__WORK ITEM__.
Whatever the records below say, write them all out exactly.

** Opening TASK INPUT block **

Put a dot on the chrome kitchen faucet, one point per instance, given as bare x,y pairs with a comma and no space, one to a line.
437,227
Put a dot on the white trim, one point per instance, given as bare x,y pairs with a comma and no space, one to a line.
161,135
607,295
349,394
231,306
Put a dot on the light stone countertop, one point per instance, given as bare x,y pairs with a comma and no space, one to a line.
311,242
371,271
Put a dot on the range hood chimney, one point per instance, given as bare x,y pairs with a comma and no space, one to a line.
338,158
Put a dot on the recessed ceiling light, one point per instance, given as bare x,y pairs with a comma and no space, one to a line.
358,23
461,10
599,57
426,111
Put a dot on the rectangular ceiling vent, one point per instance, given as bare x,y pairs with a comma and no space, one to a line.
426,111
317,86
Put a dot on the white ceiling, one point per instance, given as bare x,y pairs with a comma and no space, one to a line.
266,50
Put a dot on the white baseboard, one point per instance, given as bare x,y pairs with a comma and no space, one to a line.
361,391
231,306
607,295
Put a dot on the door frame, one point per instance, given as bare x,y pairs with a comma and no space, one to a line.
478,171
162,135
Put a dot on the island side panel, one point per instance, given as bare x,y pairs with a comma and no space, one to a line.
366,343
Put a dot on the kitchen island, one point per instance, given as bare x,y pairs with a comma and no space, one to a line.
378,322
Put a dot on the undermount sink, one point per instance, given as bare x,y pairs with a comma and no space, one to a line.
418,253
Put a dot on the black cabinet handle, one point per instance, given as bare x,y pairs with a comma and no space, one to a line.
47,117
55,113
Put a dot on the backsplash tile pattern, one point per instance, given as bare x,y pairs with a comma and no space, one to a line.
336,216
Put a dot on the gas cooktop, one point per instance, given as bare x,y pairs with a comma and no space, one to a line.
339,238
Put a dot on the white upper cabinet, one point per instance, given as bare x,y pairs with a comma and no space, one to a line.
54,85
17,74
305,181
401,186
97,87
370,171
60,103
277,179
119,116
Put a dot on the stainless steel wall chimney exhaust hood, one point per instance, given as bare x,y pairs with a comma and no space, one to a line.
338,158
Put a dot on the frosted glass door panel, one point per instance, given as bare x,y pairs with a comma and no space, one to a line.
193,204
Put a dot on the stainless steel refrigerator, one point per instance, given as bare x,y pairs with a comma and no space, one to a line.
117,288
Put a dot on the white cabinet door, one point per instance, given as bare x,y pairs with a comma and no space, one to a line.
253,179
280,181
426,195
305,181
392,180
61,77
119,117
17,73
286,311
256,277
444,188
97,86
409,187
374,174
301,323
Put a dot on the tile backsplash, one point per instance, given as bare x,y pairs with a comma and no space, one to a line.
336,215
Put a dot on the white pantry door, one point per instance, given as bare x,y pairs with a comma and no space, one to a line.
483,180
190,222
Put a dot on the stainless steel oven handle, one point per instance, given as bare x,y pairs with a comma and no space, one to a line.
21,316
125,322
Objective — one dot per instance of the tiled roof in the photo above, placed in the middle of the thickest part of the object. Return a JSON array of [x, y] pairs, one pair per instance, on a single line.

** Closing TASK INPUT block **

__ANSWER BOX__.
Put a dot on the chrome kitchen faucet, one point per instance, given as bare x,y pairs with a comma and no space, one to a line.
437,227
Put a dot on the white trim, one point per instance, given as bare x,y pairs with a comma and no space, one to a line.
161,135
607,295
349,394
231,306
Put a dot on the light stone countertop, one point per instance, given as bare x,y pairs with a comma and no space, one to a line.
311,242
371,271
Put a dot on the range hood chimney, one point per instance, given as bare x,y pairs with a comma and no space, one to a line.
338,158
Put a dot on the recessed ceiling light, one point per instance, given as bare x,y pairs with a comma and no space, one to a line.
358,23
461,10
599,57
426,111
Put a dot on the rectangular ceiling vent, one point per instance, given as bare x,y pairs with a comma and no space, one to a line.
426,111
317,86
Put a dot on the white ceiling, one point per instance, given as bare x,y pairs with a comma and no space, one to a line.
266,50
Put a dot on the white baseboard, one point per instance, given as bare x,y pairs with a comma and no space, one to a line.
361,391
231,306
607,295
Put a dot on the door frame, one point per instance, given as bare x,y pairs with a comma and no space, one to a line.
478,171
162,135
Put a dot on the island side panel, one point per instance, given as bare x,y pairs with a comma and no space, one to a line.
366,343
Put a dot on the kitchen island, one point per instance, given as bare x,y pairs with a comma and no space, one to a line.
378,322
Put a dot on the undermount sink, one point per instance, given as bare x,y pairs with a comma and no space, one to a line.
418,253
Put a dot on the black cabinet handle, one point per instance, given as bare x,y pairs with a comma and no space, one to a line.
47,117
55,113
Put a dot on the backsplash tile pattern, one point per instance, given as bare x,y pairs with a comma and no space, one to a line.
336,216
Put a dot on the gas cooktop, one point per instance, given as bare x,y pairs with a comma and no space, one to a line.
339,238
Put a dot on the white upper cabinet, one point per instance, given as bare x,y pairs with a comma and no space, one to a line.
54,85
17,74
305,181
401,186
97,87
370,171
60,103
277,179
119,116
Put a dot on the stainless steel wall chimney exhaust hood, one point per instance, given as bare x,y pairs with a comma and no space, one to a line.
338,158
Put a dot on the frosted glass door panel, one point per instance, given as bare x,y pairs with a comma and no space, one to a line.
193,204
Put a dot on the stainless steel refrigerator, one point per instance, given as bare x,y pairs with a comma and no space, one to a line.
117,288
Put a dot on the white cabinet door, one point per instance, given as bare x,y pairs with a comma and no space, one to a line.
253,179
280,181
426,195
305,181
392,180
61,77
119,117
17,73
286,311
256,277
444,188
97,86
409,187
374,174
301,323
Put a dot on the tile backsplash, one point per instance, given as bare x,y pairs with a comma and no space, one to a line.
336,215
Put a dot on the white pantry door, one point per instance, given as bare x,y pairs with a comma and no space, one to a line.
483,180
190,222
Put a dot on the stainless steel oven handle, one point per instance, given as bare x,y pairs with a comma and no space, one to a line.
21,316
125,322
Objective — one dot per instance of the tiled roof in the photo above, placed in the middle of the thickest part of the object. Return a JSON array of [x, y] pairs, one pair per instance, on a single line.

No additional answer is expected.